▸ **Goal**: What follows is a listing; give it again exactly, in its entirety.

══ Stored rows

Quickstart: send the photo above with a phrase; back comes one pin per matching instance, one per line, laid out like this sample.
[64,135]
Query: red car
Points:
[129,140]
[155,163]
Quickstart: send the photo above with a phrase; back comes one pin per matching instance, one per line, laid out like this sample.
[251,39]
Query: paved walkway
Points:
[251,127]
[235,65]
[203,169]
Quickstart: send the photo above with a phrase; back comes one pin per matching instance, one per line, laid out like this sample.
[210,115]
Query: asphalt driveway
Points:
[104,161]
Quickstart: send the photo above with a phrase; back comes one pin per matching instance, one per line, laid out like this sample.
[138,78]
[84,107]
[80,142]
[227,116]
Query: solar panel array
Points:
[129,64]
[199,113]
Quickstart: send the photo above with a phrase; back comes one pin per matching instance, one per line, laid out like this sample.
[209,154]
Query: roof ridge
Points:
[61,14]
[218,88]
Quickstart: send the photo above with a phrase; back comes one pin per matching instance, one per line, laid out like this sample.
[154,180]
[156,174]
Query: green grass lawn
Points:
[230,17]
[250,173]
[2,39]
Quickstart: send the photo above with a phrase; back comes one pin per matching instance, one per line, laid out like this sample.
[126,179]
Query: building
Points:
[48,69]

════

▸ **The completed task**:
Quickstart: send the photo above with a phrase; back comes one pin per matching instance, one per line, laid out like this sample.
[64,135]
Query: red car
Points:
[129,140]
[155,163]
Quickstart: send the photo above with a phrase; back comes one pin per matching instance, one per line, laid out like this sample.
[251,39]
Query: paved walkway
Points:
[251,127]
[235,65]
[203,169]
Quickstart: send the photo above with a phrase; back comes one pin per matching instance, one per line, laid out like this sample.
[210,115]
Query: asphalt driveway
Points:
[104,161]
Quickstart: send the photo above with a phrase; back comes one pin per matching instance, one per line, laid out like this sample.
[138,78]
[84,107]
[80,142]
[227,116]
Query: solar panel array
Points:
[129,64]
[199,113]
Quickstart: send the photo above with a phrase; back comes one pin per matching instance, one per line, laid out like this sample.
[209,154]
Query: roof ridge
Points:
[61,14]
[218,88]
Quickstart: send the photo above with a phrase; back comes one pin per matching instance, one per line, laid out like this sample.
[154,180]
[156,174]
Query: green grass lawn
Points:
[230,17]
[250,173]
[2,39]
Quickstart: send the photo above with a phrase; back comes one pin per matching instance, one per line, laid out like this sample.
[126,179]
Query: building
Points:
[48,69]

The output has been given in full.